__BRIEF 1__
In the blog post, what did the writer's father reply when strangers asked if he was David Wagler, the famous author?

__SOURCE TEXT__
____________________
November 16, 2012

The “Writer”

Category: News — Ira @ 6:48 pm


Before we knew that we must die, before we had seen
our father’s face, before we had sought the print of
his foot….Who are we, that must follow in the footsteps
of the king? Who are we, that had no kings to follow?

—Thomas Wolfe

It’s probably that deep-seated Amish reticence inside me. I don’t know. I’ve never thought about it much before, because it hasn’t seemed that important. Except I’ve thought about it a good bit lately. In all the years of posting this blog, writing a book, and just generally throwing out whatever came to mind at the moment, I have never been particularly concerned about proclaiming myself a “writer” out there in public.

I’ve written a good deal about how the process works for me, sure. And why I write. I’ve called myself a redneck who can write. But that focuses on the redneck part and warns the reader of what my perspectives might be, not so much the writing. Don’t get me wrong, here. I absolutely do not judge those who do identify themselves as writers in public. As in, Ira Wagler, writer. Or Author Ira Wagler. I don’t fault that in any way. Especially for those who depend on their craft for some or all of their income. You’d about have to, then, especially in this wired age of Twitter, Facebook, and who knows what all else I’ve never heard of. You have to build your platform, get your name and your stuff out there in an extremely competitive market.

But I don’t have to write, to make my living. I don’t. Like my father didn’t before me. He was always out there, knocking around, plunging this way and that, launching business after business. A great many of them fizzled or just flat out failed. Which didn’t faze him one bit. He just plowed right on to the next one. Some few of them succeeded. And one or two of those are all you need. So he didn’t have to write, not for the money. He never had that pressure.

Of course, he had to write because he had to write, which I understand completely. But I can’t remember that he ever called himself a writer, either. He’d stand there with folded arms and smile when some stranger from some other Amish community asked if he was David Wagler, the famous author. Famous founder of Family Life. Famous Budget scribe. One or any combination of all of those, the stranger would ask. “Oh, I write a bit, here and there,” Dad would say deprecatingly, as the stranger gaped in rapturous awe, overjoyed at the privilege of merely standing in the presence of such a famous man. (I am not making this stuff up. It really happened. I saw it with my own eyes many times.)

So I probably get a bit of my reticence from him. I don’t know. I’ve never processed it this far before. But still, I’ve always thought to myself. Don’t label yourself a writer. Just write. Your readers will decide if you are one or not. Not necessarily by calling you that, but by reading your stuff. It’s not something to concern yourself about, the label.
____________________
__LISTED ENTRIES__
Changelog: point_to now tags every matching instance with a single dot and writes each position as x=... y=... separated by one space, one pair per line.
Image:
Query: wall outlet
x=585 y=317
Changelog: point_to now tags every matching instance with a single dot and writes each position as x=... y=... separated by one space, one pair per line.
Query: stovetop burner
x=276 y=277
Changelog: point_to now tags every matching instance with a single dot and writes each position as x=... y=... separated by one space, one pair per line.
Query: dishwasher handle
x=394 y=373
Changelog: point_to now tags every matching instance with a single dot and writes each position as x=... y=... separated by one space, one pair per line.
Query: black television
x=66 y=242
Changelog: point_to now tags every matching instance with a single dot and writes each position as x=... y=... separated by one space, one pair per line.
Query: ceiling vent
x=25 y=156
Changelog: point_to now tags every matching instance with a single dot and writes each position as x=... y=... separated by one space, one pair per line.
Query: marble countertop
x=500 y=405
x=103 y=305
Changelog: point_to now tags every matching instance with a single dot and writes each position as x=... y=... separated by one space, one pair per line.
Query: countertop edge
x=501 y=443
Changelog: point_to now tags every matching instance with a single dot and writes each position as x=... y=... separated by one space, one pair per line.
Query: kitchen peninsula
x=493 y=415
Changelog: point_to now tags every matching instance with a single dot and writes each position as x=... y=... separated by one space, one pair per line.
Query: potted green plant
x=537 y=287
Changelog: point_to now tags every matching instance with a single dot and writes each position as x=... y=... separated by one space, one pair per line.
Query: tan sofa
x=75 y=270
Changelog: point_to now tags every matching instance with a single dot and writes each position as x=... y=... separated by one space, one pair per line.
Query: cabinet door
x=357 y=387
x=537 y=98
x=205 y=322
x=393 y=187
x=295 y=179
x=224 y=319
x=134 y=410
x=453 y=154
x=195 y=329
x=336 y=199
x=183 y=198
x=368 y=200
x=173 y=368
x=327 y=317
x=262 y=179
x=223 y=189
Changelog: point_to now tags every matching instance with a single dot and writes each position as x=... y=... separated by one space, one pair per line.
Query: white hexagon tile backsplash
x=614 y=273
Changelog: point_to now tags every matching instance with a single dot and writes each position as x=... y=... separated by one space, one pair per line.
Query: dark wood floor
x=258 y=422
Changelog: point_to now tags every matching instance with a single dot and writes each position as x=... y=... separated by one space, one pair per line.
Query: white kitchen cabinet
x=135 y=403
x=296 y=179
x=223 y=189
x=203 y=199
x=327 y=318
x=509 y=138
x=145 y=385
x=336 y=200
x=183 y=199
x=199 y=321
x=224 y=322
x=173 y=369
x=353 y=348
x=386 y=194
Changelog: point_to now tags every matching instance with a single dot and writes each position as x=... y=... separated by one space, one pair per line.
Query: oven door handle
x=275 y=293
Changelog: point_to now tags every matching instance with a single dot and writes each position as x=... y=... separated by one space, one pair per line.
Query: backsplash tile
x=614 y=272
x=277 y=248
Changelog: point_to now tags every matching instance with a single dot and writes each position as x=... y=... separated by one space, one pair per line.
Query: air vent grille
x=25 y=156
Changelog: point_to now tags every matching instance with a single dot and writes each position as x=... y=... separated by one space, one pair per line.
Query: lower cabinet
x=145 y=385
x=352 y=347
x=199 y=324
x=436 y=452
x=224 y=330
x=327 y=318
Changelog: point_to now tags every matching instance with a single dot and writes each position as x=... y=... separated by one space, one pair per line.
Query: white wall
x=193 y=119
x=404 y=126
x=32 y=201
____________________
__BRIEF 2__
Filter the records and copy every line that holds the word "kitchen". Case counts.

__EXERCISE OUTPUT 1__
"Oh, I write a bit, here and there."

__EXERCISE OUTPUT 2__
Query: kitchen peninsula
Query: white kitchen cabinet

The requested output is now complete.